[Region pointing data]
··········

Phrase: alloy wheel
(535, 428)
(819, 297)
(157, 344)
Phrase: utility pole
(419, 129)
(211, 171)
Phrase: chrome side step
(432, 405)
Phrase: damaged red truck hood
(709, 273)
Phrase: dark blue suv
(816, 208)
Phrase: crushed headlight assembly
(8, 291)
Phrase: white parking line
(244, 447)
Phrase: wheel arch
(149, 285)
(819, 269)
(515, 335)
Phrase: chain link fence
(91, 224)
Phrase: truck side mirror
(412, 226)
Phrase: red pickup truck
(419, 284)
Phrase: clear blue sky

··········

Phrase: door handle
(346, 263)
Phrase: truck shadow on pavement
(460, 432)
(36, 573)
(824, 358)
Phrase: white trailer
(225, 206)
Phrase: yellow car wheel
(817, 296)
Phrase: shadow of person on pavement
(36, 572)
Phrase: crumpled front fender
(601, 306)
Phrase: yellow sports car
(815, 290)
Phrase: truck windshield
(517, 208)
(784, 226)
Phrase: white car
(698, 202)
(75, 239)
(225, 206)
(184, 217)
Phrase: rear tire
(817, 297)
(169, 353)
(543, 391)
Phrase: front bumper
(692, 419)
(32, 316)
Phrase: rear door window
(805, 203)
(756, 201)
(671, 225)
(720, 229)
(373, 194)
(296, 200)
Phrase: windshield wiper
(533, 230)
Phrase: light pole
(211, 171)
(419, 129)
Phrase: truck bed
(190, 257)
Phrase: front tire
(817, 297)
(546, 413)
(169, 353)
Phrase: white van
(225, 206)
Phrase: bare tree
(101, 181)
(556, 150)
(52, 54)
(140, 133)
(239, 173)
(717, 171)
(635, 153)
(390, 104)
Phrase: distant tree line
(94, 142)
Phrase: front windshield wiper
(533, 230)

··········

• _What you have to do_: Write out exactly the lines that fall from the line with "Phrase: alloy wheel" to the line with "Phrase: clear blue sky" in the records above, keeping both ends.

• _Task result_:
Phrase: alloy wheel
(535, 428)
(819, 297)
(157, 344)
Phrase: utility pole
(419, 129)
(211, 171)
Phrase: chrome side step
(432, 405)
Phrase: damaged red truck hood
(709, 273)
Phrase: dark blue suv
(816, 208)
Phrase: crushed headlight assembly
(8, 291)
Phrase: white parking line
(244, 447)
Phrase: wheel arch
(149, 285)
(819, 269)
(515, 335)
Phrase: chain link fence
(91, 224)
Phrase: truck side mirror
(412, 226)
Phrase: red pickup truck
(419, 284)
Phrase: clear blue sky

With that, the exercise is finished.